◆ Выбранный отрывок:
|---|

Детектив — это просто тот, кто не дает себя поймать на удочку коварного интеллекта и убивает мучителя — Сфинкса.
Что же касается читателя, то он до предела взволнован загадочностью происходящего; сознавая всю свою ограниченность, он лишь изредка отваживается предположить, кто убийца и что же произошло, и, конечно, безошибочно попадает пальцем в небо: убийцей оказывается не тот!
Если мотив загадки является альфой и омегой детективного произведения, то он является также, — и видит бог, это несправедливо, — его фатальным литературным подвохом. Чем более захватывающа загадка, тем больше разочарования приносит решение, поскольку в итоге оно предельно просто, и читатель приходит в ярость от мысли, что он не разгадал все это сам. Он чувствует себя одураченным, оскорбленным и разочарованным.
Мотив деяния. Кажется, я сошел с ума. Не успею дать одно определение, как тут же спешу его опровергнуть. Я сказал, что детективное произведение — это разрешение загадки, сейчас же я утверждаю, что детективное произведение скорее эпическое произведение, и его тема — необыкновенное личное деяние.

|---|

◆ Ваши задания:
(a) Согласуются ли с отрывком о детективном жанре следующие утверждения: (i) читатель обычно верно угадывает убийцу; (ii) чем захватывающее загадка, тем сильнее разочаровывает решение; (iii) тема детективного произведения названа необыкновенным личным деянием? Для каждого ответьте «да» или «нет» и приведите решающие слова отрывка.
(b) Перепишите участок отрывка о детективном жанре от «Что же касается» до «оказывается не тот!», заменив «читателя» на «зрителя».
(c) Допишите продолжение отрывка о детективном жанре, начиная после его последнего предложения.

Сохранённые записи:
|---|

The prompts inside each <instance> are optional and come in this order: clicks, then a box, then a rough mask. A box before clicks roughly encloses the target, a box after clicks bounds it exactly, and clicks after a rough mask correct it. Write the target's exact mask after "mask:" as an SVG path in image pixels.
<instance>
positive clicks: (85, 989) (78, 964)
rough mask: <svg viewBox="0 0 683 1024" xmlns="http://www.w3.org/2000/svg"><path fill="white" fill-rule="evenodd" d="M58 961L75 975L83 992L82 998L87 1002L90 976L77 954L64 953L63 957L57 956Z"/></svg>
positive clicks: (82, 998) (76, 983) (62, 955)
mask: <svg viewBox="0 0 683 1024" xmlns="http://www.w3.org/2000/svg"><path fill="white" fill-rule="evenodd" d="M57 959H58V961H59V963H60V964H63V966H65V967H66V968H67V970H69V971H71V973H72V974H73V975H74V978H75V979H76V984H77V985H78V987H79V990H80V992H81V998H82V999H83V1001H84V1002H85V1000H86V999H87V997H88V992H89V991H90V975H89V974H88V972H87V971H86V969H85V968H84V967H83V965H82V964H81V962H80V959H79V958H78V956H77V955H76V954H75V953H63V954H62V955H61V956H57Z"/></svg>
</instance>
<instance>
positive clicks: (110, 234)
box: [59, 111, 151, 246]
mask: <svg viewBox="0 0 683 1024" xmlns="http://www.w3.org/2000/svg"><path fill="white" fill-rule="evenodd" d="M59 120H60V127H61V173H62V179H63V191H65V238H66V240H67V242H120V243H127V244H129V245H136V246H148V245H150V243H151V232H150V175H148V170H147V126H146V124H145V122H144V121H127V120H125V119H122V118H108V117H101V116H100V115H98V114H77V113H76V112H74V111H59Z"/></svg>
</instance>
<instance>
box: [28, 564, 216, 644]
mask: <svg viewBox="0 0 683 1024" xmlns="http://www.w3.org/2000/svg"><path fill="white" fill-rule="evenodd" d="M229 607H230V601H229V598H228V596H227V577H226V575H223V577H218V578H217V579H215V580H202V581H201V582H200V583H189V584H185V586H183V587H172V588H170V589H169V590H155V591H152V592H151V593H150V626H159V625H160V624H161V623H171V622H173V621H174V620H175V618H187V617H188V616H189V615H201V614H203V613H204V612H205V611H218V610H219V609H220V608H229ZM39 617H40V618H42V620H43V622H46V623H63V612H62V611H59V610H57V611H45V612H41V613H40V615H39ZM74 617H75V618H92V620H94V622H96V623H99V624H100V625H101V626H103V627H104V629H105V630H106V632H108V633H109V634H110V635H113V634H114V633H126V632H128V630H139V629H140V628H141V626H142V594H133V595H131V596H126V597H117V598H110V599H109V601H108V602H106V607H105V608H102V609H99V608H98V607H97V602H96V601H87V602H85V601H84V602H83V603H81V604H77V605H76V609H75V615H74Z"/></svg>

|---|

◆ Ответы по заданиям:
(a)
(i) Нет: «и, конечно, безошибочно попадает пальцем в небо: убийцей оказывается не тот!»
(ii) Да: «Чем более захватывающа загадка, тем больше разочарования приносит решение»
(iii) Да: «его тема — необыкновенное личное деяние»

(b)
Что же касается зрителя, то он до предела взволнован загадочностью происходящего; сознавая всю свою ограниченность, он лишь изредка отваживается предположить, кто убийца и что же произошло, и, конечно, безошибочно попадает пальцем в небо: убийцей оказывается не тот!

(c)
Преступление — уже достойное удивления деяние, и эпическое произведение предпочтет заниматься именно преступлением, чем, скажем, проблемой атрофирования спинного мозга или пением монастырских послушниц. Преступник своего рода герой. Он окружен ореолом романтики, он изгой, он бунтарь. Он водит за нос сборщиков налогов, суды и законы, он вызывает тайные симпатии народа. Яношик[188] и Бабинский[189], Робин Гуд и Ринальдо Ринальдини[190], Фра Дьяволо[191] и Ондраш с Лысой Горы[192], их истории — чистейшие эпические истории. Арсен Люпен лишь приглаженный потомок этой суровой и монументальной галереи лесных предков. Арсен Люпен живет в романтической и густонаселенной столице, точно так, как Робин Гуд жил в романтических и густых лесах; он мчится в стремительном экспрессе, столь же по-рыцарски, как Ринальдини на стремительном скакуне. Наши дикие пещеры — это международные отели; банки аналогичны романтическим тропам, по которым купцы везут свои сокровища; а наши улицы столь же чреваты опасностями и приключениями, как Абруццы[193] или горы Шотландии.